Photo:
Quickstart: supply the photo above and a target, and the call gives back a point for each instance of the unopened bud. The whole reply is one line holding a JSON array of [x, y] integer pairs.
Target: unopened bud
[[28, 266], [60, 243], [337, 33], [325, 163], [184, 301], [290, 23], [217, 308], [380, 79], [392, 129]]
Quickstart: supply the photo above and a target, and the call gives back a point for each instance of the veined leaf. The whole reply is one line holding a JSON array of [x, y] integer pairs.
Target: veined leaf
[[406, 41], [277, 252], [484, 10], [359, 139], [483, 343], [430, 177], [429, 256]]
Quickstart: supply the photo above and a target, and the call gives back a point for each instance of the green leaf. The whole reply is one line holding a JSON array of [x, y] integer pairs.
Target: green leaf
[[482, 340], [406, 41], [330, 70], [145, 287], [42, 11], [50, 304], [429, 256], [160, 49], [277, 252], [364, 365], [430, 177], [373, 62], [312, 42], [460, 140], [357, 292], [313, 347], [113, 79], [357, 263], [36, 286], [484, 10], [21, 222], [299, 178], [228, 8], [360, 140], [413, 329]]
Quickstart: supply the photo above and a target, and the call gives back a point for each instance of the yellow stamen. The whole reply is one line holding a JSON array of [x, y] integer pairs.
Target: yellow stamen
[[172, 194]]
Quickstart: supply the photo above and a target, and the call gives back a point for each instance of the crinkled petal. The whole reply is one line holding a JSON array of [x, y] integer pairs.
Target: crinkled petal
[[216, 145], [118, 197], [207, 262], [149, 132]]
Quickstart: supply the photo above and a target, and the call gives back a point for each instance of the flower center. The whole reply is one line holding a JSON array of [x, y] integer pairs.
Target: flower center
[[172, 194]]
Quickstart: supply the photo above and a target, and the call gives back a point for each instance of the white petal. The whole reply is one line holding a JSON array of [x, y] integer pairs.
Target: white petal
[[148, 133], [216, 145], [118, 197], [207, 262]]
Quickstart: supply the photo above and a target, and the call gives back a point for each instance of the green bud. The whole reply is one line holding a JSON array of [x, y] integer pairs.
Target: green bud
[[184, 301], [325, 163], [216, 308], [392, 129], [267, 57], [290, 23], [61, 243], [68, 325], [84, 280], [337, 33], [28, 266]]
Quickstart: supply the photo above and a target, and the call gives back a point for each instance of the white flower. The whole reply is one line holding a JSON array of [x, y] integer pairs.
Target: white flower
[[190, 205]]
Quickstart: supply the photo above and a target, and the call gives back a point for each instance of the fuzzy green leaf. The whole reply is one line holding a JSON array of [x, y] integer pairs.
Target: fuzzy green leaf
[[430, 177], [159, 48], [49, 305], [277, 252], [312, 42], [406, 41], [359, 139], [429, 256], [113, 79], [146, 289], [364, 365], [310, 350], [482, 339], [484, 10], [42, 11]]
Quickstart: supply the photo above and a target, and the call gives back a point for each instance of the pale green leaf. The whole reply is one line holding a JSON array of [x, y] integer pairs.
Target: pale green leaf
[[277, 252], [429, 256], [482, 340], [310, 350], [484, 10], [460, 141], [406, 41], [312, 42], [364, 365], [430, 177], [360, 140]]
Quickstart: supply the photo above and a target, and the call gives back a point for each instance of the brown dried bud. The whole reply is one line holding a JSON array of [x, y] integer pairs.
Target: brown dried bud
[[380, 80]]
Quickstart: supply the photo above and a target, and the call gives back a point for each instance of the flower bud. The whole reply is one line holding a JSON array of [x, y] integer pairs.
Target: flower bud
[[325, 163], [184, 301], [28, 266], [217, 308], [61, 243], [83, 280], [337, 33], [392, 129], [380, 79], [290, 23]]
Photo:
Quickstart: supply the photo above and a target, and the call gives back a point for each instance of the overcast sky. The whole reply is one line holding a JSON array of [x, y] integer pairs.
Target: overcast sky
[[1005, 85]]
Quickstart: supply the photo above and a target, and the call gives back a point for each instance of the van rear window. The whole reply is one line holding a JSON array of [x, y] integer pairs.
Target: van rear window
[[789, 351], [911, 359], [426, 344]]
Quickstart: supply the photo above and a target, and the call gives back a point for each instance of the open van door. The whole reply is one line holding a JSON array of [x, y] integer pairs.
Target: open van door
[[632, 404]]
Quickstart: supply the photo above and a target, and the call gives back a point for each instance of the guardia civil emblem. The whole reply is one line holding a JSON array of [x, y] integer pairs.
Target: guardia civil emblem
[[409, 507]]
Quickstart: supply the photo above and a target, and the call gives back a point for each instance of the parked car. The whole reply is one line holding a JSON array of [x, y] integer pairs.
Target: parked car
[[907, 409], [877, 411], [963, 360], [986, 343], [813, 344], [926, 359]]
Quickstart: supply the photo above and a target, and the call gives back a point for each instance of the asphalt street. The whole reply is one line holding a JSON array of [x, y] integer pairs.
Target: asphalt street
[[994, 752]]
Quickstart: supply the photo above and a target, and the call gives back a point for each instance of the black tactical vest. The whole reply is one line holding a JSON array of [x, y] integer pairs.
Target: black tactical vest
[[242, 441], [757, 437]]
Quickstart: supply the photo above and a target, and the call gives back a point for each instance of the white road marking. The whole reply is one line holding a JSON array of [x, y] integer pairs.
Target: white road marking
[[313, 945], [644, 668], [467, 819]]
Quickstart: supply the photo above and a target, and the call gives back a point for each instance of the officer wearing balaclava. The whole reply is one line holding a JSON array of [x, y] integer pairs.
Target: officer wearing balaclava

────────

Among the lines of the preceding data, which ones hold the word "wearing"? List them.

Quickstart: supply the photo above and a target, and the call gives back a point for each instance of the officer wearing balaclava. The whole reply is one line holding a JSON array of [x, y] integer pairs.
Target: officer wearing balaclava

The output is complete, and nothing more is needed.